Gabor Kristof Velkey, the head of public education analysis at OH, said the 2022 survey had seen the most participants so far, 37 OECD members and 44 partner states. In Hungary, 6,198 students of 270 public education institutes completed the tests, he added.

In maths, Hungarian students scored an average of 473 points, compared with the OECD average of 472 points, Velkey said. The OECD average in science was 485 points, and Hungarians scored an average of 486; in reading, the OECD average was 476 point, and the Hungarian 473 points, he said.

Velkey noted that the study places individual results of proficiency levels to indicate larger-scale trends. The EU’s goal is to push the ratio of the students not reaching proficiency level 2 below 15 percent.

In maths, 68.9 percent of students reached that level on average, while 70.5 percent of Hungarian students did so, Velkey said. In reading, 73.7 percent of children reached proficiency level 2 on average, and 74.1 percent in Hungary. In science, the same ratio was 75.5 percent in OECD countries and 77.1 percent in Hungary.

Hungary also scored above average considering its GDP-per-capita ratio, Brassoi added.

Further, 81 percent of Hungarian children said they made friends easily and that they felt they belonged to a community, compared with 76 percent on average, he said.

The general satisfaction of children with their lives fell since the last study, with 18 percent now saying they were dissatisfied with their lives, up from 16 percent in 2018, Brassoi said. In Hungary, the same indicator fell from 16 percent in 2018 to 13 percent in 2022, he said.

The number of children who said they felt unsafe on their way to school or in the classroom was 7 percent and 5 percent, respectively, a few points below the OECD average, he added.

·····

Task requirements >> In the report on the 2022 survey results, what average score did Hungarian students achieve in maths?

Material >>
·····

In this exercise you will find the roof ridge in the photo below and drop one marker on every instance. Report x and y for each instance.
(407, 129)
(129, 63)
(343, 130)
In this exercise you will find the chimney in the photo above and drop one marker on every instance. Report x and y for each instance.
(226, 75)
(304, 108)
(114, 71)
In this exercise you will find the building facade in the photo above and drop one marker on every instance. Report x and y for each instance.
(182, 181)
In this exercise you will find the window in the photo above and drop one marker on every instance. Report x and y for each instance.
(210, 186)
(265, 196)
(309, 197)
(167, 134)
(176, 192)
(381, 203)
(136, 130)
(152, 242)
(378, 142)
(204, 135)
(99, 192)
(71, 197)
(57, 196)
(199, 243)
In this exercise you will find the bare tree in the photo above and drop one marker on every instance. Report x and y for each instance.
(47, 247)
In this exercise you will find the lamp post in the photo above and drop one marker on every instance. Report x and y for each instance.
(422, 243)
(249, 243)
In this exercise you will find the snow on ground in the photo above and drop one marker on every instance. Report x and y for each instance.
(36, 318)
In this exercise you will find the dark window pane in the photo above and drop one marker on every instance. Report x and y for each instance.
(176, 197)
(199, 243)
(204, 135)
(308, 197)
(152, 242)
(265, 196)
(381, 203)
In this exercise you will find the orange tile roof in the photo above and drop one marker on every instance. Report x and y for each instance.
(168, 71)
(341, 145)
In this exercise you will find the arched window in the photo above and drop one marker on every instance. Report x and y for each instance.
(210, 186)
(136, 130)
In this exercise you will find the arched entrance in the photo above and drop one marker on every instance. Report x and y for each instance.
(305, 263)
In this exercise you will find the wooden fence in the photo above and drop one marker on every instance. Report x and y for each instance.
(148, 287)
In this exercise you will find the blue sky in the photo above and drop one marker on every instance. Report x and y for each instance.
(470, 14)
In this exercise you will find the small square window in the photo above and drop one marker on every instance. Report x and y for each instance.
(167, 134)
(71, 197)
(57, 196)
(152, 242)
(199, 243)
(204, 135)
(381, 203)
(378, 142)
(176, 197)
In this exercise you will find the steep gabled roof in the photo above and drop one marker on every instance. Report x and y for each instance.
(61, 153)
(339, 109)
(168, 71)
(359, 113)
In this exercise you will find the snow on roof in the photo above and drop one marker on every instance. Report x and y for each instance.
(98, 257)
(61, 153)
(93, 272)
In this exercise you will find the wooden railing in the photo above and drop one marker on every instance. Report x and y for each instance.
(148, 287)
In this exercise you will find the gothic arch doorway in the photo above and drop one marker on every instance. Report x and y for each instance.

·····

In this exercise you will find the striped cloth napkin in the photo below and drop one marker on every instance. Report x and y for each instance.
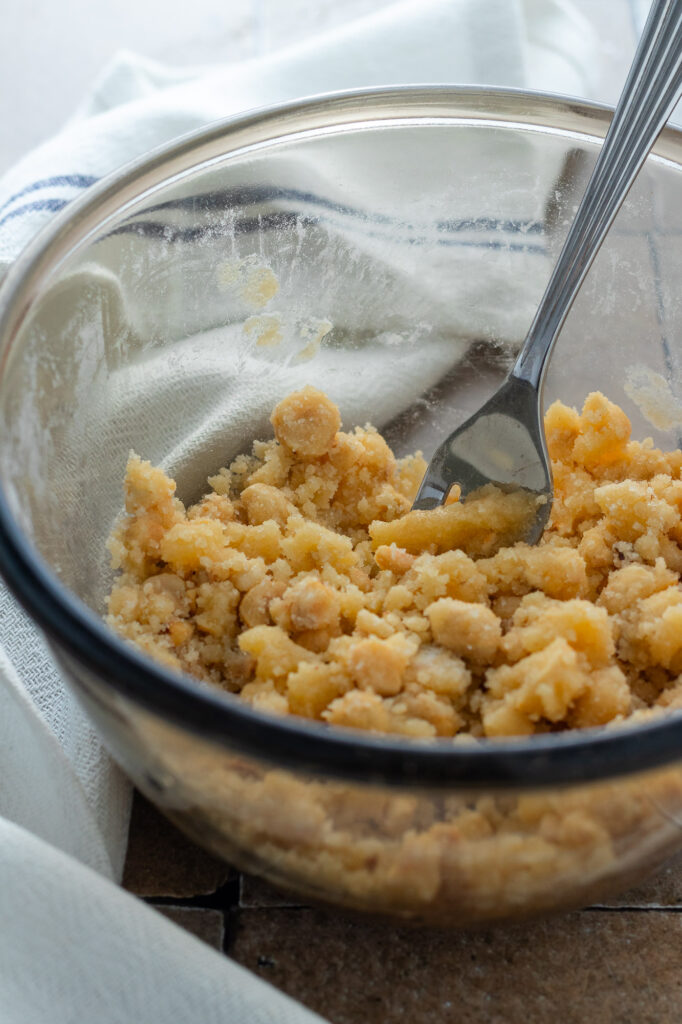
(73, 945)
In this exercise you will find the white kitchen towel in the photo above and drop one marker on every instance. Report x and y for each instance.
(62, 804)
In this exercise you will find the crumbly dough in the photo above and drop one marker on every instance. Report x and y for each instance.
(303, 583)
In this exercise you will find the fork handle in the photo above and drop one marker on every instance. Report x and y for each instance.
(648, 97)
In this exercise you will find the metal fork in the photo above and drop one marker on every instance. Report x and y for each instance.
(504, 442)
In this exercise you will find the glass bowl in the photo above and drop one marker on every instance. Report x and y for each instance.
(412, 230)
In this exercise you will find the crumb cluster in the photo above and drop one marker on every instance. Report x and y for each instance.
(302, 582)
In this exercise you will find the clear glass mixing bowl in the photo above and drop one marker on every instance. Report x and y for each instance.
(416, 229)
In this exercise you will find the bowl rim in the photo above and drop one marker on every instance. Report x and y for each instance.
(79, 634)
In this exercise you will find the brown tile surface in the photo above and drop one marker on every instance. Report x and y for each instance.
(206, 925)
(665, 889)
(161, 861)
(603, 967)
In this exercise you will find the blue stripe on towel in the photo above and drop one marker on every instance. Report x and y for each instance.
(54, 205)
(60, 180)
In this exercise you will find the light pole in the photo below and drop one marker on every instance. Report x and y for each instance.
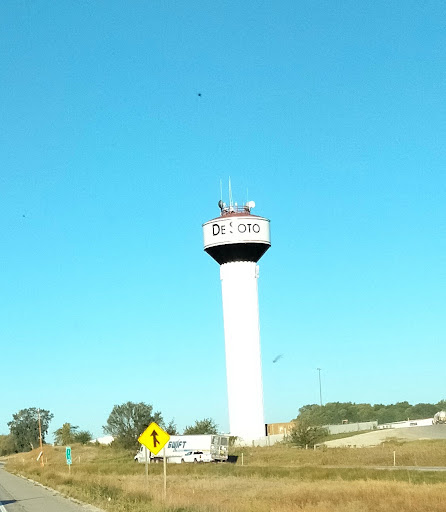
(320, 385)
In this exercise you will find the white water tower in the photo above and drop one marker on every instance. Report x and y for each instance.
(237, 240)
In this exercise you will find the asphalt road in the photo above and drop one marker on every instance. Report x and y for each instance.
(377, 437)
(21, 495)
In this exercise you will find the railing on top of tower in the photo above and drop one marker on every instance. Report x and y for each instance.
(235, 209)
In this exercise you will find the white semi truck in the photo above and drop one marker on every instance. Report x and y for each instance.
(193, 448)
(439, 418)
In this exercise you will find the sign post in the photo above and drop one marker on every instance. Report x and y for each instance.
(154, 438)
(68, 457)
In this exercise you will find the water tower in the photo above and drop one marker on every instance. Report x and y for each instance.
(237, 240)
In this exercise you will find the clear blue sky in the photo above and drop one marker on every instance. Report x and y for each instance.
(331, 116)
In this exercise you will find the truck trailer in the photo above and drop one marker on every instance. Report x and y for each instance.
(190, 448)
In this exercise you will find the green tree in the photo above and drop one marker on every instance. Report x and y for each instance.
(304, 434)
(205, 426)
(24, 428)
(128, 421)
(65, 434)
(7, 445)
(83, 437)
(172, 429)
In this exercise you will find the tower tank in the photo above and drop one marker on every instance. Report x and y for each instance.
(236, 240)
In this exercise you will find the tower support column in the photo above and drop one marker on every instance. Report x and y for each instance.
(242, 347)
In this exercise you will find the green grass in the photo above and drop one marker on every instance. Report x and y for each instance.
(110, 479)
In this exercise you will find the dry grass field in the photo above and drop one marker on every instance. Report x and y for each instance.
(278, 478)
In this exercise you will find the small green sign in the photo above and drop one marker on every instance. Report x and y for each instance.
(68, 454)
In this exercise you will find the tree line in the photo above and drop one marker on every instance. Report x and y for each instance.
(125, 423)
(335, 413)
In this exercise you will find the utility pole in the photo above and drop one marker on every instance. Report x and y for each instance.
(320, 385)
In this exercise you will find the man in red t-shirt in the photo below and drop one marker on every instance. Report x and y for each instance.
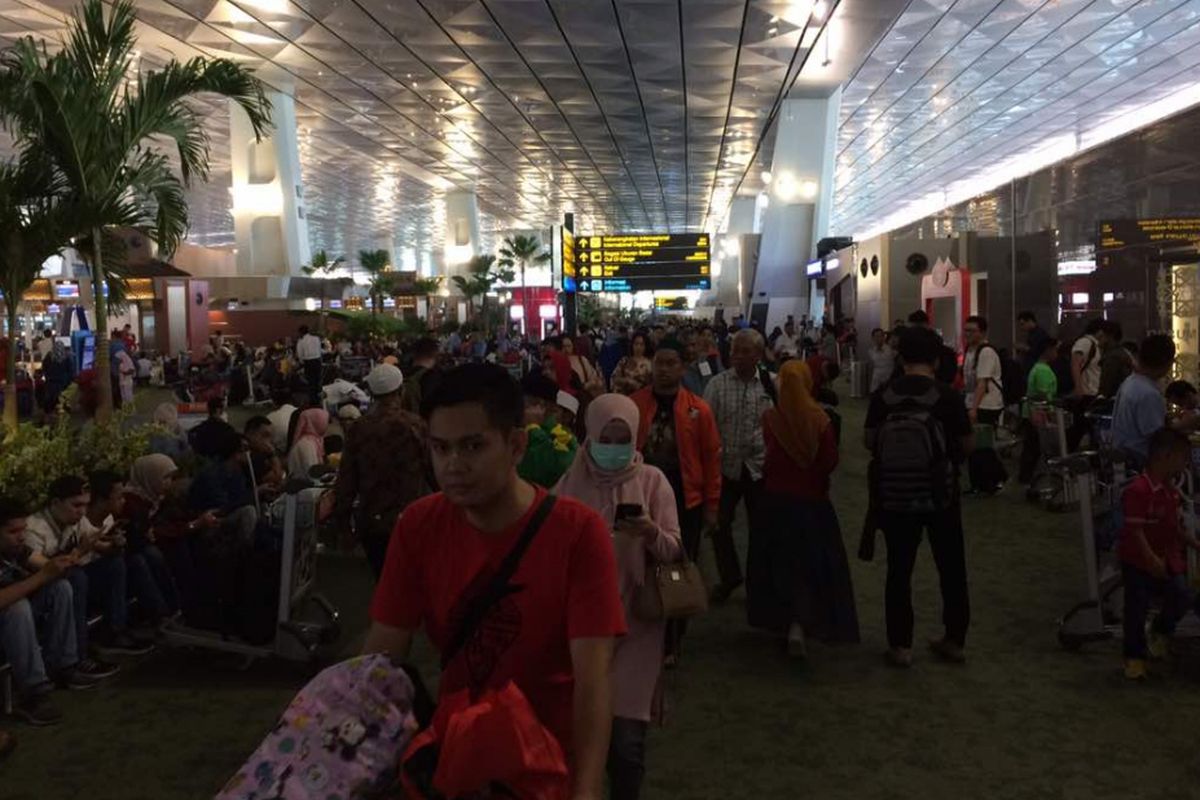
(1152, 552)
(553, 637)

·····

Correct response >> An average of 473 points.